**Brief A:**
Rewrite the column on in-house humor, starting at "People who deal" and ending at "comments with co-workers.", with "co-workers" replaced by "colleagues".
**Brief B:**
Continue the column on in-house humor from where it stops.

**Excerpt to read:**
Saturday, April 17, 2010

The Geographical Cure

by Pa Rock
Citizen Journalist

People who deal with sadness and trauma on a daily basis often vent through in-house humor that would be regarded as very offensive by those outside of the profession. Police, firemen, EMT's, doctors, and even social workers see so much hurt and ugliness that often the way to maintain sanity is to close the door and share completely inappropriate comments with co-workers.

One of the inappropriate gems that I remember from my days working child protection in Missouri was "Greyhound Therapy," a way of resolving a case with a particularly irksome family by finding a way to get them to move into another jurisdiction, or, holy of holies, across a state line! They then became someone else's problem. In actuality, that seldom happened, but the big joke always was that the best resolution for a particular case would be "Greyhound Therapy." Yuk, yuk. It was a big, in-house joke for social workers, but it was a joke, a stress-buster designed to lighten the never-ending workload with a little humor.

**Data extract:**
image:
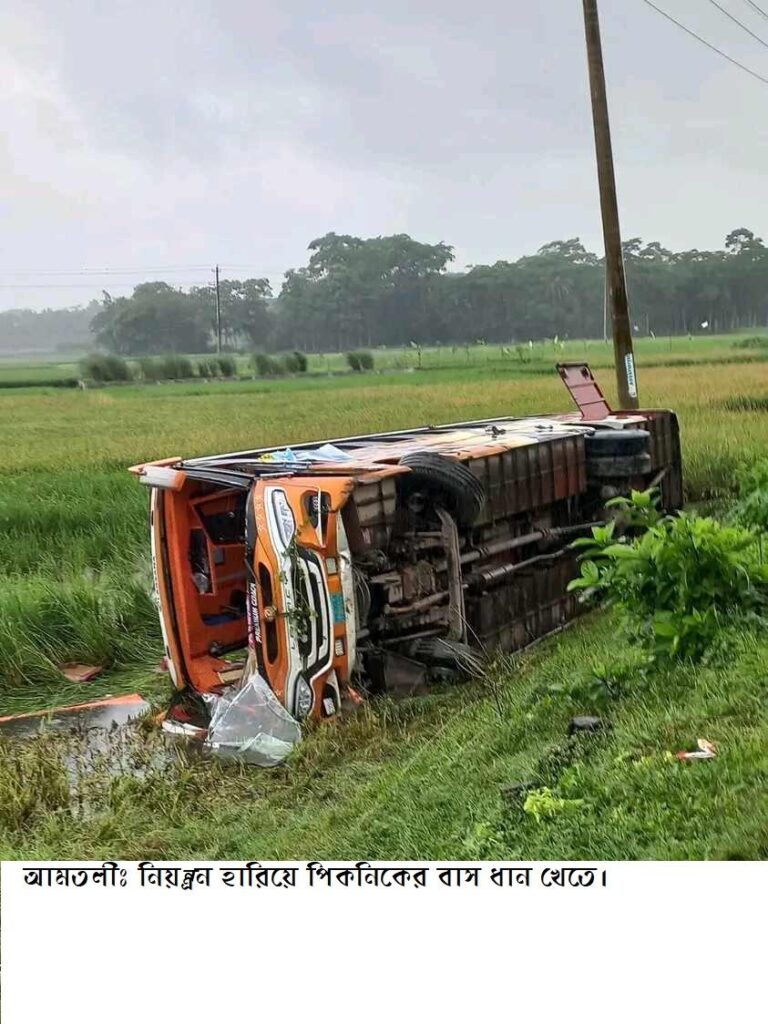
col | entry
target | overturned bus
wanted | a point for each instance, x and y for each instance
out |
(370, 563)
==
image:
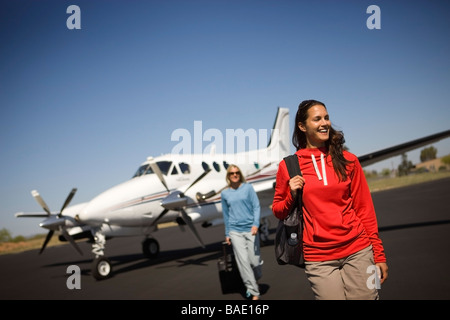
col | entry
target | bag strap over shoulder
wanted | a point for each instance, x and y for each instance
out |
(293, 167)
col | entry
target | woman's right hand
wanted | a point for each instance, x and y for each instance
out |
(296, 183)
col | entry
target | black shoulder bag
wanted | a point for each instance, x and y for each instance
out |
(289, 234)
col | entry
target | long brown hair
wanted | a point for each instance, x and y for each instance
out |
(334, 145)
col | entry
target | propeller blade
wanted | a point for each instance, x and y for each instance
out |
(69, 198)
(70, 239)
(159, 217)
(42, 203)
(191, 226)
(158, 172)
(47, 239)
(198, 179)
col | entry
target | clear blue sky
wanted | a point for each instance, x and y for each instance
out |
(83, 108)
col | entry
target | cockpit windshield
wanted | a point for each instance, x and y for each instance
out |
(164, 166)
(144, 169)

**Answer box A:**
People who deal with sadness and trauma on a daily basis often vent through in-house humor that would be regarded as very offensive by those outside of the profession. Police, firemen, EMT's, doctors, and even social workers see so much hurt and ugliness that often the way to maintain sanity is to close the door and share completely inappropriate comments with colleagues.

**Answer box B:**
This week I was reading about how the Catholic Church (God's gift to pedophiles everywhere) employed a similar process for dealing with their pedophile priests, but theirs was, unfortunately not a joke. Priests who couldn't control their urges to molest children were moved, sometimes on an international basis, in a practice that some elements of the Church referred to as "the geographical cure."

The Associated Press recently reported on the practice of "the geographical cure," after they found thirty cases of priests accused of sexually abusing children who were moved abroad. The AP report talked about one priest who admitted abuse in Los Angeles and was sent by the Church to the Philippines - where US church officials mailed him checks and told him not to reveal their source. Another vignette involved a Canadian priest who was convicted of sexual abuse of a minor and then transferred to France where he was convicted of more sexual abuse a few years later.

A former Benedictine monk told the AP, "The pattern is if a priest gets into trouble and it's close to becoming a scandal or if the law might get involved, they send them to the missions abroad."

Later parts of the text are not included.